PROBLEM TO WORK ON: Gather every line in the records below that contains the string "stainless", and copy each one. The match is case-sensitive.

EXTRACTED RECORDS:
- - - - - - -

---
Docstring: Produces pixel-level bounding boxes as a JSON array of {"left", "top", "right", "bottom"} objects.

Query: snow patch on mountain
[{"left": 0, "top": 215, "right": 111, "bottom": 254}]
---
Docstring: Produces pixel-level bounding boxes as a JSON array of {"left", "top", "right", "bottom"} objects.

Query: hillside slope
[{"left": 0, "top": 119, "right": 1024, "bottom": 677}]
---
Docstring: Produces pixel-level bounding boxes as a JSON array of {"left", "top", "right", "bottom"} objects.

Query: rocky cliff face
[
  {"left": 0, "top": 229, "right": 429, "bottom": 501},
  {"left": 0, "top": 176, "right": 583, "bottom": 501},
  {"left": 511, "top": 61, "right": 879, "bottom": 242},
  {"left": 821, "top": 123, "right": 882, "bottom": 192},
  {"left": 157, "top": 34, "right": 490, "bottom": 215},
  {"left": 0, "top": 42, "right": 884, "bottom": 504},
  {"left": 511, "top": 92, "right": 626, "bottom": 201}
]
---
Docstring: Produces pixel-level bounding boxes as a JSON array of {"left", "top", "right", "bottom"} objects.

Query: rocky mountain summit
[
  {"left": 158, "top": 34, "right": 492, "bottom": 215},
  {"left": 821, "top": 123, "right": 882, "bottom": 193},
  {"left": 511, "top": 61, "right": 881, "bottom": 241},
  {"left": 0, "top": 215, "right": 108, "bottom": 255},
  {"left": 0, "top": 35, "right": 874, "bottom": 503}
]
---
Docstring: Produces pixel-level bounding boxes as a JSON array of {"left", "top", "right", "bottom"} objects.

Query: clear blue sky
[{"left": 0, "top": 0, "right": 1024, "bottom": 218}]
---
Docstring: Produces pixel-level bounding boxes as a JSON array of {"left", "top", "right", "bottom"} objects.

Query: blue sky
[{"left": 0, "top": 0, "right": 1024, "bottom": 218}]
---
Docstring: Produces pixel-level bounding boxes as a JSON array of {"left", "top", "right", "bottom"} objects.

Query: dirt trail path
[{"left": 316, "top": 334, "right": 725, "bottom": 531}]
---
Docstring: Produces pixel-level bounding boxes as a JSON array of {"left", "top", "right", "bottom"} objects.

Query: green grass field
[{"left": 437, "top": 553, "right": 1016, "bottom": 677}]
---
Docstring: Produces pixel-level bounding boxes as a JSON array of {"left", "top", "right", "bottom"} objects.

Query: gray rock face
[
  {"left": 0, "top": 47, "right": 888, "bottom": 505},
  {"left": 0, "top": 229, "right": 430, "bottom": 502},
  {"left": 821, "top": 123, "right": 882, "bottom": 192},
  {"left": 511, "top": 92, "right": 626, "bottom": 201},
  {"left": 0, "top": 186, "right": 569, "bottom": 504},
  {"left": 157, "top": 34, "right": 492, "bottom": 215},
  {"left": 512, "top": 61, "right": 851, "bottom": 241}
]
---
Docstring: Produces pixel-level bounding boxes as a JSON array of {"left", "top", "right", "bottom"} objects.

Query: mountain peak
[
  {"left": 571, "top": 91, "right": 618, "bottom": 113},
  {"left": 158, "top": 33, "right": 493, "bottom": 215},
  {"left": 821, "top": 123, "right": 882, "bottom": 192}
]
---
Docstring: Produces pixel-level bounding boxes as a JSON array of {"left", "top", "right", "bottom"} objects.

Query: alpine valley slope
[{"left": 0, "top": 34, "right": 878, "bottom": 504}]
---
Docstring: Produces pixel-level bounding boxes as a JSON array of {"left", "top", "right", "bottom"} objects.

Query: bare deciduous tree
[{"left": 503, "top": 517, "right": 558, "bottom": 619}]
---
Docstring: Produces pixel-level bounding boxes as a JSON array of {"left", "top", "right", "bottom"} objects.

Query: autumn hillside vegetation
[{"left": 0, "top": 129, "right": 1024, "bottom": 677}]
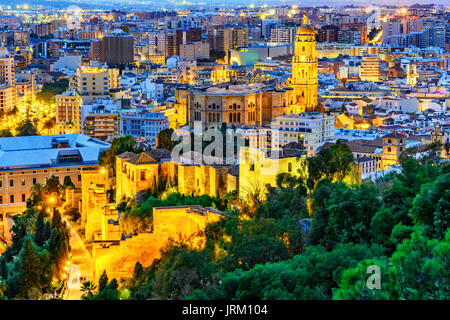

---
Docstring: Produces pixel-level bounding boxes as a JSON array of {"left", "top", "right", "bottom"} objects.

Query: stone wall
[{"left": 93, "top": 206, "right": 221, "bottom": 280}]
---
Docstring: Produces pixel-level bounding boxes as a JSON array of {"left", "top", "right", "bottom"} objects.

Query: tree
[
  {"left": 19, "top": 239, "right": 42, "bottom": 298},
  {"left": 80, "top": 281, "right": 97, "bottom": 300},
  {"left": 16, "top": 120, "right": 38, "bottom": 136},
  {"left": 334, "top": 228, "right": 450, "bottom": 300},
  {"left": 411, "top": 173, "right": 450, "bottom": 239},
  {"left": 307, "top": 140, "right": 353, "bottom": 190},
  {"left": 99, "top": 136, "right": 142, "bottom": 172}
]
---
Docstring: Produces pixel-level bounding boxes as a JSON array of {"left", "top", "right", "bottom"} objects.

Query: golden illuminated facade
[{"left": 290, "top": 16, "right": 318, "bottom": 113}]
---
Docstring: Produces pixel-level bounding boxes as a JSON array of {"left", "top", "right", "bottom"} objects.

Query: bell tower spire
[{"left": 290, "top": 15, "right": 318, "bottom": 113}]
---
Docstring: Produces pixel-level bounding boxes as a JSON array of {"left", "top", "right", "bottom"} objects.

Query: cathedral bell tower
[{"left": 290, "top": 16, "right": 318, "bottom": 113}]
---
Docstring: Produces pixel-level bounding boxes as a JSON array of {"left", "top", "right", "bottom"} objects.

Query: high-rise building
[
  {"left": 120, "top": 112, "right": 169, "bottom": 146},
  {"left": 83, "top": 109, "right": 120, "bottom": 140},
  {"left": 209, "top": 28, "right": 232, "bottom": 52},
  {"left": 231, "top": 28, "right": 248, "bottom": 49},
  {"left": 359, "top": 55, "right": 381, "bottom": 82},
  {"left": 89, "top": 40, "right": 103, "bottom": 61},
  {"left": 0, "top": 47, "right": 14, "bottom": 86},
  {"left": 176, "top": 28, "right": 202, "bottom": 55},
  {"left": 102, "top": 29, "right": 134, "bottom": 64},
  {"left": 179, "top": 41, "right": 209, "bottom": 60},
  {"left": 317, "top": 25, "right": 339, "bottom": 42},
  {"left": 290, "top": 16, "right": 318, "bottom": 113},
  {"left": 55, "top": 91, "right": 82, "bottom": 134},
  {"left": 75, "top": 66, "right": 120, "bottom": 101},
  {"left": 0, "top": 47, "right": 16, "bottom": 112},
  {"left": 270, "top": 27, "right": 297, "bottom": 43}
]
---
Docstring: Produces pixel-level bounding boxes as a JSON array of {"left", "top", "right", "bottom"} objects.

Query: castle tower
[
  {"left": 381, "top": 132, "right": 406, "bottom": 170},
  {"left": 290, "top": 16, "right": 318, "bottom": 113}
]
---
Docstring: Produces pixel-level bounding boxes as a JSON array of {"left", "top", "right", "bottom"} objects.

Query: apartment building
[
  {"left": 359, "top": 55, "right": 381, "bottom": 82},
  {"left": 271, "top": 112, "right": 334, "bottom": 156},
  {"left": 0, "top": 134, "right": 110, "bottom": 240},
  {"left": 75, "top": 66, "right": 120, "bottom": 102},
  {"left": 55, "top": 91, "right": 82, "bottom": 133},
  {"left": 120, "top": 112, "right": 169, "bottom": 146}
]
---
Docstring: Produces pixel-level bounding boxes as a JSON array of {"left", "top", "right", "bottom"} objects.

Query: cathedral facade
[{"left": 290, "top": 16, "right": 318, "bottom": 113}]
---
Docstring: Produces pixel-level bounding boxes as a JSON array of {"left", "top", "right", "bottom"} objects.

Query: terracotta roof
[
  {"left": 117, "top": 151, "right": 136, "bottom": 159},
  {"left": 383, "top": 132, "right": 406, "bottom": 139},
  {"left": 145, "top": 148, "right": 172, "bottom": 161},
  {"left": 128, "top": 152, "right": 159, "bottom": 164}
]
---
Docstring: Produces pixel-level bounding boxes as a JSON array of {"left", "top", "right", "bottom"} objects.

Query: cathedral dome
[{"left": 297, "top": 15, "right": 315, "bottom": 36}]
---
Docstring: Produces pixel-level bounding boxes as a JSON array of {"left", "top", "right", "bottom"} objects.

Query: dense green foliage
[
  {"left": 0, "top": 177, "right": 70, "bottom": 299},
  {"left": 100, "top": 150, "right": 450, "bottom": 299}
]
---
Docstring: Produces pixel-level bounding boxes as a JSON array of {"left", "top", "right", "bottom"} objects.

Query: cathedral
[
  {"left": 289, "top": 16, "right": 318, "bottom": 113},
  {"left": 183, "top": 16, "right": 318, "bottom": 130}
]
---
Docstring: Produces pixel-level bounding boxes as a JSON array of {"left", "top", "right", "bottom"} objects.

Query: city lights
[{"left": 0, "top": 0, "right": 450, "bottom": 308}]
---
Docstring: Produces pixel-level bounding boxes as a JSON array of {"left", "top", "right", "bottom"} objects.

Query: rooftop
[{"left": 0, "top": 134, "right": 110, "bottom": 170}]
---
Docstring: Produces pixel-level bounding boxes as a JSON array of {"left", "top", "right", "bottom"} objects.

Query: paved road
[{"left": 64, "top": 218, "right": 93, "bottom": 300}]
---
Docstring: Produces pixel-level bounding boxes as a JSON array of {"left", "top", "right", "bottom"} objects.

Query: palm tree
[
  {"left": 0, "top": 280, "right": 7, "bottom": 299},
  {"left": 80, "top": 281, "right": 97, "bottom": 299}
]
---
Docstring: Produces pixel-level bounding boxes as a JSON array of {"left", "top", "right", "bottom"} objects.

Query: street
[{"left": 64, "top": 218, "right": 93, "bottom": 300}]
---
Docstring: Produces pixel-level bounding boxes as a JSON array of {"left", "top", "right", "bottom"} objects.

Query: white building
[
  {"left": 120, "top": 112, "right": 169, "bottom": 147},
  {"left": 271, "top": 112, "right": 334, "bottom": 156}
]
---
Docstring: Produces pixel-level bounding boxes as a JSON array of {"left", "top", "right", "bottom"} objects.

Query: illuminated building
[
  {"left": 0, "top": 134, "right": 110, "bottom": 242},
  {"left": 120, "top": 112, "right": 169, "bottom": 147},
  {"left": 102, "top": 29, "right": 134, "bottom": 64},
  {"left": 381, "top": 132, "right": 406, "bottom": 170},
  {"left": 290, "top": 16, "right": 318, "bottom": 113},
  {"left": 75, "top": 66, "right": 120, "bottom": 101},
  {"left": 239, "top": 147, "right": 307, "bottom": 197},
  {"left": 271, "top": 112, "right": 334, "bottom": 156},
  {"left": 55, "top": 91, "right": 81, "bottom": 133},
  {"left": 359, "top": 55, "right": 381, "bottom": 82},
  {"left": 188, "top": 83, "right": 289, "bottom": 129},
  {"left": 0, "top": 47, "right": 16, "bottom": 112}
]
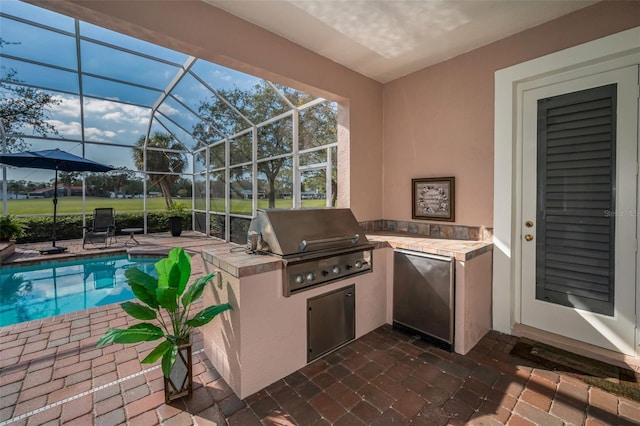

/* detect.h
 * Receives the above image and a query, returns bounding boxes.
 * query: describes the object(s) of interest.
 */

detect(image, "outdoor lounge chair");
[82,207,116,248]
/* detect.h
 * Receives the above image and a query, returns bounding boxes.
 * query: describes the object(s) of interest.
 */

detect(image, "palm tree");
[133,132,187,208]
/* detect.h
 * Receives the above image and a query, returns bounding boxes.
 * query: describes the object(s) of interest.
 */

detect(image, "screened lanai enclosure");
[0,1,338,243]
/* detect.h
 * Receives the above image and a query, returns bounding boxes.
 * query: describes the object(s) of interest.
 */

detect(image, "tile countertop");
[367,232,493,262]
[202,232,493,278]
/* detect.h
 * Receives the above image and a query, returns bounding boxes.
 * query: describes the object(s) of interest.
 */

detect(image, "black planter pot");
[164,339,193,404]
[169,216,182,237]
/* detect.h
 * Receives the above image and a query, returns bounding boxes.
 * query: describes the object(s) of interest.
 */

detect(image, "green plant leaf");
[185,303,231,327]
[182,272,215,307]
[156,287,178,312]
[162,345,178,377]
[156,257,181,289]
[169,247,191,295]
[120,302,156,321]
[129,283,158,309]
[124,268,158,290]
[96,322,164,346]
[140,340,174,364]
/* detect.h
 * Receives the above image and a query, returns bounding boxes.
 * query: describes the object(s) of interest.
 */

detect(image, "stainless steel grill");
[248,208,373,297]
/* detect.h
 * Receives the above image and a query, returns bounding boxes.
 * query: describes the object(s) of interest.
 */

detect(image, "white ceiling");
[203,0,597,83]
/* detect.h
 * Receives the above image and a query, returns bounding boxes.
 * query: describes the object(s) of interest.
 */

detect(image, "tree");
[133,132,187,208]
[193,81,337,208]
[0,38,61,152]
[58,171,82,195]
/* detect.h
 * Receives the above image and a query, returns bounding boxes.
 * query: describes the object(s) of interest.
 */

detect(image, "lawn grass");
[7,197,325,216]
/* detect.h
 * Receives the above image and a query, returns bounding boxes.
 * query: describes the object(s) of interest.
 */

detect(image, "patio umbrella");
[0,148,114,254]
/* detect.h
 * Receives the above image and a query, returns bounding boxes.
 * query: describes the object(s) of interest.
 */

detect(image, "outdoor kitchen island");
[202,230,492,398]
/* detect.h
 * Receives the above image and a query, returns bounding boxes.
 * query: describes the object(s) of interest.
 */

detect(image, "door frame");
[492,27,640,357]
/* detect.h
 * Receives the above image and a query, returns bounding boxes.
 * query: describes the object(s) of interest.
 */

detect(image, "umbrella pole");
[51,165,58,247]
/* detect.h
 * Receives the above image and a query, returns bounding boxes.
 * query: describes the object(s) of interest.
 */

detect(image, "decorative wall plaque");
[411,177,455,222]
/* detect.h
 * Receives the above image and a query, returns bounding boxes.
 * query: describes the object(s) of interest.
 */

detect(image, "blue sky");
[0,0,270,181]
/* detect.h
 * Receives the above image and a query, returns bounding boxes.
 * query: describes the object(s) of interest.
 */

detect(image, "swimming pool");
[0,254,159,326]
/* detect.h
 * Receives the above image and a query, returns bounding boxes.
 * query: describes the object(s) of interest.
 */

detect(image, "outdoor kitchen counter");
[367,232,493,262]
[202,243,282,278]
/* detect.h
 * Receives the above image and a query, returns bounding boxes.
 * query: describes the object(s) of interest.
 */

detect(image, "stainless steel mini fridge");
[393,249,455,351]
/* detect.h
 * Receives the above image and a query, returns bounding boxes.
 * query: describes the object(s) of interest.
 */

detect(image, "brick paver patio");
[0,233,640,426]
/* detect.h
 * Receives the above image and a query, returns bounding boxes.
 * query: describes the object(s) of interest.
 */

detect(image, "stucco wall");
[27,0,640,227]
[27,0,382,221]
[383,2,640,227]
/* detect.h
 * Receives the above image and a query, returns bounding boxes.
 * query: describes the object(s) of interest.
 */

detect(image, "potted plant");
[167,201,186,237]
[97,247,231,403]
[0,214,27,241]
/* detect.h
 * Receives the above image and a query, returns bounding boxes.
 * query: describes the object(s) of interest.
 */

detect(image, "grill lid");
[249,207,368,256]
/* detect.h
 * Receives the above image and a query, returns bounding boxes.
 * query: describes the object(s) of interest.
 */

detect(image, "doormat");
[510,338,640,402]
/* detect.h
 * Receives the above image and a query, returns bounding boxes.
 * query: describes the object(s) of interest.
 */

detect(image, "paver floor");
[0,233,640,426]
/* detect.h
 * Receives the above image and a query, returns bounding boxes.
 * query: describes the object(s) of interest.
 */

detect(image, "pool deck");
[0,232,640,426]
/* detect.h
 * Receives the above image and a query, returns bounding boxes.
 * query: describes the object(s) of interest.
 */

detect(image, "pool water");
[0,255,158,327]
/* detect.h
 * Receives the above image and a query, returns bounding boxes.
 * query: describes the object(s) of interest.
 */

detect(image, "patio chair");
[82,207,116,248]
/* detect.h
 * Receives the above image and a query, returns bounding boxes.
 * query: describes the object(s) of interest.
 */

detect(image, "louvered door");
[536,84,617,315]
[519,66,638,355]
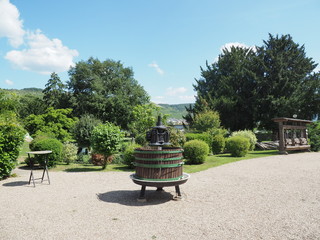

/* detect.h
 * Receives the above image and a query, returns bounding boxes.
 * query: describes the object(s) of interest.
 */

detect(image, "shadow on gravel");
[97,190,173,206]
[2,181,29,187]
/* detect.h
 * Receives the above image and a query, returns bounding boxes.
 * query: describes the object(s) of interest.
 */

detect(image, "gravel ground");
[0,153,320,240]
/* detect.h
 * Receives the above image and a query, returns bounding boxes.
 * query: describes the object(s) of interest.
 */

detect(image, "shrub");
[30,138,63,167]
[73,114,101,148]
[123,144,141,168]
[308,122,320,152]
[62,142,78,164]
[0,119,25,180]
[168,127,186,147]
[186,132,212,151]
[231,130,257,151]
[134,133,148,146]
[90,122,123,169]
[183,140,209,164]
[211,134,226,154]
[226,136,250,157]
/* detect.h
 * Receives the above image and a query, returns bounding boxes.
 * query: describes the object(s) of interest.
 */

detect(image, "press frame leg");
[173,185,182,201]
[137,185,147,202]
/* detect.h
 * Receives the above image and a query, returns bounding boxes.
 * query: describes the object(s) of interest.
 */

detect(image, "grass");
[18,142,278,173]
[183,150,279,173]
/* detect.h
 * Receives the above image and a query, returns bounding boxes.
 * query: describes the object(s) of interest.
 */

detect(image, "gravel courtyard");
[0,153,320,240]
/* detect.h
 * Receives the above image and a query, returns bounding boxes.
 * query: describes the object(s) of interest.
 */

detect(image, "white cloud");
[220,42,256,52]
[148,62,164,75]
[4,79,13,86]
[5,30,79,74]
[0,0,25,47]
[166,87,188,96]
[179,95,196,103]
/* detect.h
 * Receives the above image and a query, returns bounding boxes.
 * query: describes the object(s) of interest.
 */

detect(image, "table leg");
[41,156,50,184]
[28,154,36,187]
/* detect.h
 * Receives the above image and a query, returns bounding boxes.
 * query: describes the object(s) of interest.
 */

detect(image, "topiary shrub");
[0,119,25,180]
[183,140,209,164]
[226,136,250,157]
[168,127,186,147]
[90,122,124,169]
[62,142,78,164]
[30,138,63,167]
[186,132,212,151]
[211,134,226,154]
[231,130,257,151]
[123,144,141,168]
[308,121,320,152]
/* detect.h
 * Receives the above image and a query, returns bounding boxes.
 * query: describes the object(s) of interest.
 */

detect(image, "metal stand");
[130,173,190,202]
[27,151,52,187]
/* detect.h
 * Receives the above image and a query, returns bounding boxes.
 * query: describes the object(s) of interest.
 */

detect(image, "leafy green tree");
[190,34,320,131]
[19,94,47,120]
[25,107,77,142]
[67,58,149,129]
[255,34,320,129]
[0,89,19,114]
[192,111,220,133]
[73,114,102,148]
[128,103,160,136]
[42,72,70,109]
[90,122,123,169]
[0,111,26,180]
[191,47,256,130]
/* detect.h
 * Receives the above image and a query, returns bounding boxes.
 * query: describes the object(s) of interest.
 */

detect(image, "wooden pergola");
[272,117,312,154]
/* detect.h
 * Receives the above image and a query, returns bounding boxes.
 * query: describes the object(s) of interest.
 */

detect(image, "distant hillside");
[158,103,194,119]
[6,88,43,97]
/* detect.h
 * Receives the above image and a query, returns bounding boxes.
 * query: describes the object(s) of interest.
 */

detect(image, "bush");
[134,133,148,146]
[186,132,212,151]
[0,119,25,180]
[123,144,141,168]
[231,130,257,151]
[226,136,250,157]
[90,122,123,169]
[73,114,101,148]
[183,140,209,164]
[62,142,78,164]
[30,138,63,167]
[168,127,186,147]
[211,134,226,154]
[308,121,320,152]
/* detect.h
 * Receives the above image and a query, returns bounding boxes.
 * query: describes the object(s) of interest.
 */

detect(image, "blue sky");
[0,0,320,104]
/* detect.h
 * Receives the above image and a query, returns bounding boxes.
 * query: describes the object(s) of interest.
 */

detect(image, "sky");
[0,0,320,104]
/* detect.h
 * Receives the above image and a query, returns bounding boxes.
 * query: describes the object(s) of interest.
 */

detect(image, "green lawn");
[21,150,278,173]
[183,150,278,173]
[18,142,278,173]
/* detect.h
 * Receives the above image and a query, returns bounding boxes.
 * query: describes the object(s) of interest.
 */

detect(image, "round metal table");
[27,150,52,187]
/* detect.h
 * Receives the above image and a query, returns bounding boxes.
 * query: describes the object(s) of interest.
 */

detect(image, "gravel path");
[0,153,320,240]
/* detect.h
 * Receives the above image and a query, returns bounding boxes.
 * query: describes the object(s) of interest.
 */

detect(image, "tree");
[42,72,70,109]
[73,114,102,148]
[19,94,47,119]
[25,107,77,142]
[185,34,320,131]
[191,111,220,133]
[255,34,320,129]
[0,89,19,114]
[128,103,160,136]
[187,47,256,130]
[67,58,149,129]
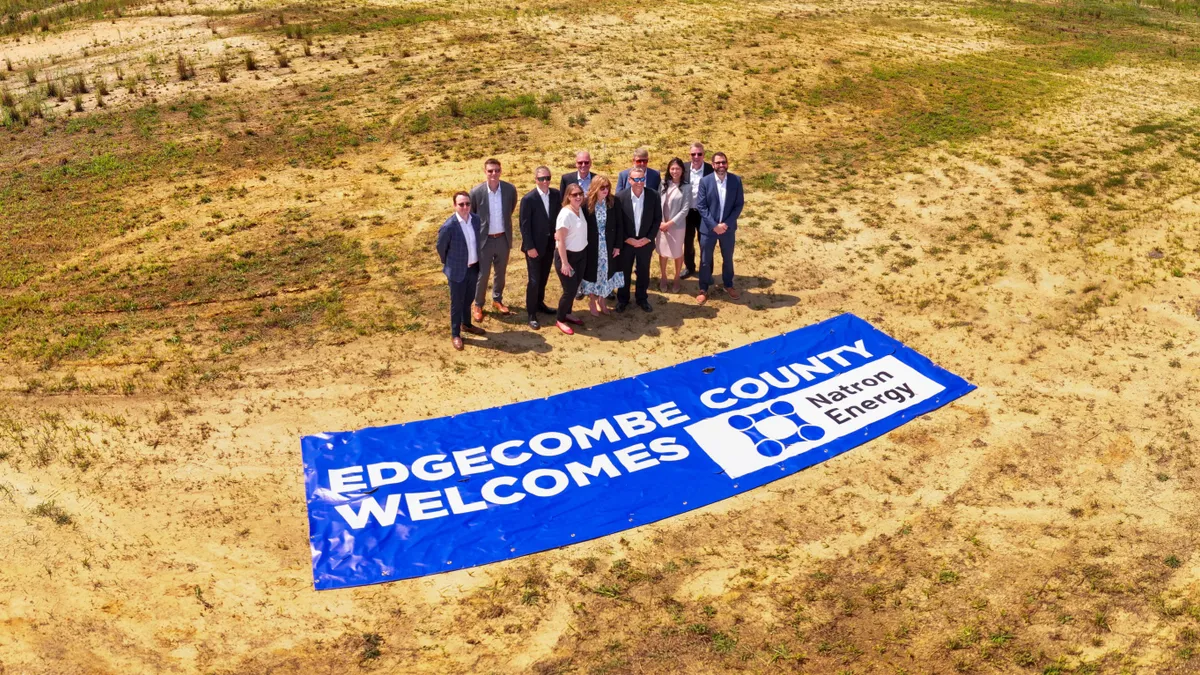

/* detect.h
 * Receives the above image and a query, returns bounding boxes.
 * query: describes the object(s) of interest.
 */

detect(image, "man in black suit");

- - - - - - -

THE ANSWER:
detect(image, "stainless steel grill");
detect(image, "stainless steel mini fridge");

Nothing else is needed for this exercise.